Dataset records
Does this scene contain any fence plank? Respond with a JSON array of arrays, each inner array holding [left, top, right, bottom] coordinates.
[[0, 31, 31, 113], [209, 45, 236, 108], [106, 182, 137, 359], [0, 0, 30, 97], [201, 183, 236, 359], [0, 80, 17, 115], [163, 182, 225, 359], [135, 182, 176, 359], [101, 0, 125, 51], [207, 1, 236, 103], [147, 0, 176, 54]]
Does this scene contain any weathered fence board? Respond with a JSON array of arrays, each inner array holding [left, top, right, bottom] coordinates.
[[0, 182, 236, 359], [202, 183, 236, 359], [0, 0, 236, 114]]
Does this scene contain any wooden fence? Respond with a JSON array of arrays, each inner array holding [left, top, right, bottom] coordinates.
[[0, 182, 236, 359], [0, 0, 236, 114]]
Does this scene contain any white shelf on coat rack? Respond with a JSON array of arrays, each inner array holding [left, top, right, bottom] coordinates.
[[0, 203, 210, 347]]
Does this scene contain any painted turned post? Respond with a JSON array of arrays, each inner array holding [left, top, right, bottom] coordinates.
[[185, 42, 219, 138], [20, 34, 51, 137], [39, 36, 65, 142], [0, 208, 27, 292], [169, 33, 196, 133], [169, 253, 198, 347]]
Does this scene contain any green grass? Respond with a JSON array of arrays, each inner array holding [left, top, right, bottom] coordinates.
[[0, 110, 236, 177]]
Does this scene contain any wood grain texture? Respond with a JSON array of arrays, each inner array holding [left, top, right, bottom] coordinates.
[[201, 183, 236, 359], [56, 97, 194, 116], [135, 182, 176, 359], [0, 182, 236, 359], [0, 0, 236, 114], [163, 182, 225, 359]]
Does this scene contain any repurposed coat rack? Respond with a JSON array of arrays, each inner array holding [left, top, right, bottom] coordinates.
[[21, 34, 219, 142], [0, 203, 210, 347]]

■ JOB ■
Starting at the beginning of the items and ending at the line that contains "183, 236, 359], [0, 0, 236, 114]]", write out every line again, including the requests. Multiply each bounding-box coordinate in the answers by 2.5 and round it to a whole number, with halves rounded up.

■ TASK SOLUTION ■
Does this scene contain any fence plank? Respond with a JSON array of arrays, each inner array holding [left, top, right, bottom] coordinates.
[[0, 78, 78, 283], [523, 113, 590, 270], [265, 455, 343, 898], [0, 0, 75, 243], [503, 458, 590, 898], [0, 200, 43, 288], [408, 455, 563, 898], [338, 455, 440, 898], [253, 0, 313, 128], [518, 3, 590, 258], [368, 0, 440, 135]]
Does this scene contain any weathered fence board? Respond with a JSON array of arrays, each inner array holding [left, top, right, bottom] coordinates.
[[0, 455, 590, 898], [505, 458, 590, 898], [0, 0, 590, 285]]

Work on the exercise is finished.